◆ **Available records**
====
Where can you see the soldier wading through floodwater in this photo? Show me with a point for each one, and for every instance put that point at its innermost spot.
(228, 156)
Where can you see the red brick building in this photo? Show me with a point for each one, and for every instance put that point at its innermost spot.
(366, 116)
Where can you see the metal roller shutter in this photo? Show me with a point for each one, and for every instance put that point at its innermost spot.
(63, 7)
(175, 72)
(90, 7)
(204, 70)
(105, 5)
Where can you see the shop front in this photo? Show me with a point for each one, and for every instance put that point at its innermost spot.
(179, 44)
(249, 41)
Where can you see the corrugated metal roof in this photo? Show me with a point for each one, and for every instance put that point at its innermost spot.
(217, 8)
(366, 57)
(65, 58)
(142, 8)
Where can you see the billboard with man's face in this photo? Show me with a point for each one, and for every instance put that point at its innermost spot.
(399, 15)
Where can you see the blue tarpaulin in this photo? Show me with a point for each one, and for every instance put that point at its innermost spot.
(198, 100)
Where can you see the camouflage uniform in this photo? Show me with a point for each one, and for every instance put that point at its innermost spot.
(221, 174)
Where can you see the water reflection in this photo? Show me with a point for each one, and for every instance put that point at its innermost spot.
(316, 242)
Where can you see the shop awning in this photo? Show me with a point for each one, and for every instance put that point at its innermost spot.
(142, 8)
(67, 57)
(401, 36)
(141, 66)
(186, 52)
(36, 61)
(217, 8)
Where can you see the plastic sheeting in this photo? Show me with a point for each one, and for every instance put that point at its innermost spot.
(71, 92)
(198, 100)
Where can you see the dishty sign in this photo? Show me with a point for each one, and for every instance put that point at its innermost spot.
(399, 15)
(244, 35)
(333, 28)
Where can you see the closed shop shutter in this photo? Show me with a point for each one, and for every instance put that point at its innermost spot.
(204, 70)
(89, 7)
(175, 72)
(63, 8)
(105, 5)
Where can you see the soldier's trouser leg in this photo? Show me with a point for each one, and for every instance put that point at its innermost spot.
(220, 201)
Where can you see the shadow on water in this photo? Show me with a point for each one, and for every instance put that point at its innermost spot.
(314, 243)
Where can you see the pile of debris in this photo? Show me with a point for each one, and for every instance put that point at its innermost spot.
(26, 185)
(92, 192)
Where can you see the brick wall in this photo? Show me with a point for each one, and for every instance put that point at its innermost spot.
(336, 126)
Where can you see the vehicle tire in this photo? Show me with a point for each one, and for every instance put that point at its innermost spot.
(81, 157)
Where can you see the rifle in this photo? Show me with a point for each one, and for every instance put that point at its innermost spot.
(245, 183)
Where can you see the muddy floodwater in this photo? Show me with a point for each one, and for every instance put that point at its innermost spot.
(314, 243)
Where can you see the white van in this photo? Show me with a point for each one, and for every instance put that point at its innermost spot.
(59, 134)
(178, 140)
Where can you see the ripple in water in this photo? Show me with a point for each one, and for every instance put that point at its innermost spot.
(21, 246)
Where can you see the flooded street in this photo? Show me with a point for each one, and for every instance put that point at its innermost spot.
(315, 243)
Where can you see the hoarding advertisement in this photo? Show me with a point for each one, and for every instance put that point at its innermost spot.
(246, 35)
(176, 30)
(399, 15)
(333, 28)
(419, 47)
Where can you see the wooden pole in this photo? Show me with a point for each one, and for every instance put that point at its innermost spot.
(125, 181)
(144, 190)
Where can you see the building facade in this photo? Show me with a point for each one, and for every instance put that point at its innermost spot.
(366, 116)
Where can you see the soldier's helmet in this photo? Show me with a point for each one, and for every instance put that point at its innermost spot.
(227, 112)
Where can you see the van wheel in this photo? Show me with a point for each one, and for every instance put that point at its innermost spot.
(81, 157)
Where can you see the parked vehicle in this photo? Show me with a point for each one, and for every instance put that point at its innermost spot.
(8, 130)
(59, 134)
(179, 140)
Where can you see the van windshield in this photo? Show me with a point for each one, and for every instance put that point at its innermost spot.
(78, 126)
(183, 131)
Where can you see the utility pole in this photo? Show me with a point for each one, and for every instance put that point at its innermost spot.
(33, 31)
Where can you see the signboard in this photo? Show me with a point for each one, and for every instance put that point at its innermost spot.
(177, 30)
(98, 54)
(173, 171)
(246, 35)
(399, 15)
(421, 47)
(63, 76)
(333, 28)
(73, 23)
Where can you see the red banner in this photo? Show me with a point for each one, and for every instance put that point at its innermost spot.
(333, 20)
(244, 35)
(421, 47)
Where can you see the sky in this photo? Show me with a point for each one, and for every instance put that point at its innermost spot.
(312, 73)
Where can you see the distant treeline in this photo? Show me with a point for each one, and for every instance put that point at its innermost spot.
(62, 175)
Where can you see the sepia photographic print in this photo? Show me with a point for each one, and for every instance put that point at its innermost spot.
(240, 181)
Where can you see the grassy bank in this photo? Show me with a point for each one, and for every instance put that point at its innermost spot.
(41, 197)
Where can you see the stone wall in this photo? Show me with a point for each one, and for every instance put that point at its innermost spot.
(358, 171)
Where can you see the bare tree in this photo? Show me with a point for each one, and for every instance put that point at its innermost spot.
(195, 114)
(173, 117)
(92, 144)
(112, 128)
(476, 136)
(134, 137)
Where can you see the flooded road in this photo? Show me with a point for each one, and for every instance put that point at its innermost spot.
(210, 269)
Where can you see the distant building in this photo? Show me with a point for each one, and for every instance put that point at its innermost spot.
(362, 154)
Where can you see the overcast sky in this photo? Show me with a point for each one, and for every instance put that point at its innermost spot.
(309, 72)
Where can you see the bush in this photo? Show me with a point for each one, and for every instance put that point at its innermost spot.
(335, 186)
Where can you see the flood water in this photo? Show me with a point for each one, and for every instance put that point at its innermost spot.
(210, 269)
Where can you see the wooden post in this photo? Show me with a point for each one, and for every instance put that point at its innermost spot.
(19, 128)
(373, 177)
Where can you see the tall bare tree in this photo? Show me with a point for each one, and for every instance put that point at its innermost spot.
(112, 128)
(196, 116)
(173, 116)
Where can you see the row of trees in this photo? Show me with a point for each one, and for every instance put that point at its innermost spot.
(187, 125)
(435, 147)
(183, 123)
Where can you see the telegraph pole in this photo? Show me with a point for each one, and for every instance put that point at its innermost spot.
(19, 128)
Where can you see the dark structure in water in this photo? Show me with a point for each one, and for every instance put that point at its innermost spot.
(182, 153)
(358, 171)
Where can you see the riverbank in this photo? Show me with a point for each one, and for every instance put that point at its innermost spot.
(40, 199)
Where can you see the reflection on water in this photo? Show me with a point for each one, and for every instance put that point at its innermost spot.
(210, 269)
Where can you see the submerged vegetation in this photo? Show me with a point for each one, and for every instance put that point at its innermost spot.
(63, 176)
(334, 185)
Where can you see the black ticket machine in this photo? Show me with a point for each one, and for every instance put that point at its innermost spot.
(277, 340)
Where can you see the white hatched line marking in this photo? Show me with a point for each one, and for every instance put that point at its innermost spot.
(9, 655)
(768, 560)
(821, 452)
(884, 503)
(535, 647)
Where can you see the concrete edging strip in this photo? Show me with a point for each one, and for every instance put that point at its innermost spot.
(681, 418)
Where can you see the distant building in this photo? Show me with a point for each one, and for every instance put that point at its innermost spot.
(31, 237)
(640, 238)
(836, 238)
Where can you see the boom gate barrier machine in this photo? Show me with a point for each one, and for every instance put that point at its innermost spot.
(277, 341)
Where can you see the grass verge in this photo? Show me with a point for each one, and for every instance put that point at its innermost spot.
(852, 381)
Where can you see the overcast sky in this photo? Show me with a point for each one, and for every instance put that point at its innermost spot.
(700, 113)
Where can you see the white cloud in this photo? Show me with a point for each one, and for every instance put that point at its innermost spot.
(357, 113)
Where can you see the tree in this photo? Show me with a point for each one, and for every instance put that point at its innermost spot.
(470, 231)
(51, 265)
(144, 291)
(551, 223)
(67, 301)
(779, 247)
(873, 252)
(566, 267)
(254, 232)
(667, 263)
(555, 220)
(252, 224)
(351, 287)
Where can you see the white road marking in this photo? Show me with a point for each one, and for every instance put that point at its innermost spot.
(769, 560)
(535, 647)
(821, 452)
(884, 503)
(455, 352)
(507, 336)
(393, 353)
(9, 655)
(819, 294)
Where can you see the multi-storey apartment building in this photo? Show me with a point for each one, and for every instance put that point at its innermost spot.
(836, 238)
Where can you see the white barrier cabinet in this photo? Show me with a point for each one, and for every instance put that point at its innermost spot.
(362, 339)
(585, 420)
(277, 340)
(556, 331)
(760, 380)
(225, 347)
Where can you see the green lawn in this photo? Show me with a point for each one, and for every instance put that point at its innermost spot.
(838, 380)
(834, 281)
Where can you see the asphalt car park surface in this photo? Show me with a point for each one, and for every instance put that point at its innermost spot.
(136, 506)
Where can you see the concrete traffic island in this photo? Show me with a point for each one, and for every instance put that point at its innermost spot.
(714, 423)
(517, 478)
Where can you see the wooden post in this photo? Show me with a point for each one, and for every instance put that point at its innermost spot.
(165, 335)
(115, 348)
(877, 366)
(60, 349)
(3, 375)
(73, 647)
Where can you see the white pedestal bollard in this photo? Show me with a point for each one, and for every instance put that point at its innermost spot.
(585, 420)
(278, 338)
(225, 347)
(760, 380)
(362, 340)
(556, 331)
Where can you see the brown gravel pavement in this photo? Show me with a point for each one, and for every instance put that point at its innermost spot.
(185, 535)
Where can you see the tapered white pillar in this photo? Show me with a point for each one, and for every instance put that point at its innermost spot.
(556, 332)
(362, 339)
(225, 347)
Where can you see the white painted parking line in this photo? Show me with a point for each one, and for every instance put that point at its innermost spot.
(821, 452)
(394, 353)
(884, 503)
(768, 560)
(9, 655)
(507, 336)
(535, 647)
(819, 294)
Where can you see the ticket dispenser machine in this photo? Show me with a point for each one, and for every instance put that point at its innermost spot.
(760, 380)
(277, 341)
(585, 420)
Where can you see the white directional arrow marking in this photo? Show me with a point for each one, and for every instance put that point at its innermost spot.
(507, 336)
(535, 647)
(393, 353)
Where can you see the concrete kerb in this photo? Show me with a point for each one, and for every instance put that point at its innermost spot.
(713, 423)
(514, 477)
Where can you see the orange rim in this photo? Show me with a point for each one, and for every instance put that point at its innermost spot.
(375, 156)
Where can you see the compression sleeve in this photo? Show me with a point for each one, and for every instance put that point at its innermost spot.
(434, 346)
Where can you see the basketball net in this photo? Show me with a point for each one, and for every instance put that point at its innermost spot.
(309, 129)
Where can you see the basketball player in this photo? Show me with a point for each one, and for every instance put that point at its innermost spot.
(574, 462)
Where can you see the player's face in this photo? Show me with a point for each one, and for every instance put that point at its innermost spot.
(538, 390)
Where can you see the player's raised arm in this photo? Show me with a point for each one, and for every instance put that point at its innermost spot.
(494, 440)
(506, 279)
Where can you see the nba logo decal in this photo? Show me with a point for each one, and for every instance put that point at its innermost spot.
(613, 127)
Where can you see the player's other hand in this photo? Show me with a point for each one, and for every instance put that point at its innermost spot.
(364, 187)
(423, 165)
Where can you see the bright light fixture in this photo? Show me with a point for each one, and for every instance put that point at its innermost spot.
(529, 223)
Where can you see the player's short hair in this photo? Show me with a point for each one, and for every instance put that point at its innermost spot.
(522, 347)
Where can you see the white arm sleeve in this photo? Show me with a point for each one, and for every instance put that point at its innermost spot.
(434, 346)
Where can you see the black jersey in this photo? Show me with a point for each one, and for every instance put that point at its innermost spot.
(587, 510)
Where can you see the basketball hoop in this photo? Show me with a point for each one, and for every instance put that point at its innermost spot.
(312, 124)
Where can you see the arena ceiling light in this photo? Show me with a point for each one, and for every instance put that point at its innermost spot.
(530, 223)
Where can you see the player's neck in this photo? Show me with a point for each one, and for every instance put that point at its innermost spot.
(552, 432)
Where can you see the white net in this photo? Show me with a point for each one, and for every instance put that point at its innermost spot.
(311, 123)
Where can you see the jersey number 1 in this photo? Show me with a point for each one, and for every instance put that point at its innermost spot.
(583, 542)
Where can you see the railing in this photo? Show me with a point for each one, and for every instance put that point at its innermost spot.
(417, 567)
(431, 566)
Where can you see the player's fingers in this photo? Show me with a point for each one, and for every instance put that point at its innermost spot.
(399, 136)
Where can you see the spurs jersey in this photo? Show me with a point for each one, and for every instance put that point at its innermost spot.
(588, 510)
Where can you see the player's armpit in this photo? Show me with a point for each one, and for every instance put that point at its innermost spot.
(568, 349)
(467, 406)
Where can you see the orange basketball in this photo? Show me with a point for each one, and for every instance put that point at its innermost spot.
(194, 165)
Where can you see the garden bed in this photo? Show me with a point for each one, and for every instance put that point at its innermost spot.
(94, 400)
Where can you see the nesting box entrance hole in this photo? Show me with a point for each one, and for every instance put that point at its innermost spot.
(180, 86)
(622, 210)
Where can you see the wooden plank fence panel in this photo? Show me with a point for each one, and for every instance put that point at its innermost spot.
====
What is needed is an exact printout of every line from the one with "Where can you see the player's fingers" through the end of the data, including both, and nothing more.

◆ **Task response**
Where can you see the player's fingers in this photo? Show me with a point for each one, and for every instance put that point at its innermost spot.
(399, 136)
Where can you see the spurs jersey in this photo? Show me with a point for each one, and for every instance put that point at its innermost spot.
(588, 510)
Where can you see the player's armpit in this photo? Show me with a point for each one, and for every instance put that point at its innermost spot.
(568, 349)
(467, 406)
Where can you see the orange basketball in this photo? Show me with a point for each one, and for every instance put that point at its innermost spot.
(194, 165)
Where can you see the garden bed in this photo? Show me with a point for each one, and for every instance put that point at its innermost spot.
(94, 400)
Where can you see the nesting box entrance hole in this photo? Show me with a point for each one, and for every instance put that point at its innermost spot.
(180, 86)
(622, 210)
Where can you see the wooden plank fence panel in this photo? Show me with a point for each one, and for every instance put that point at its innermost spot.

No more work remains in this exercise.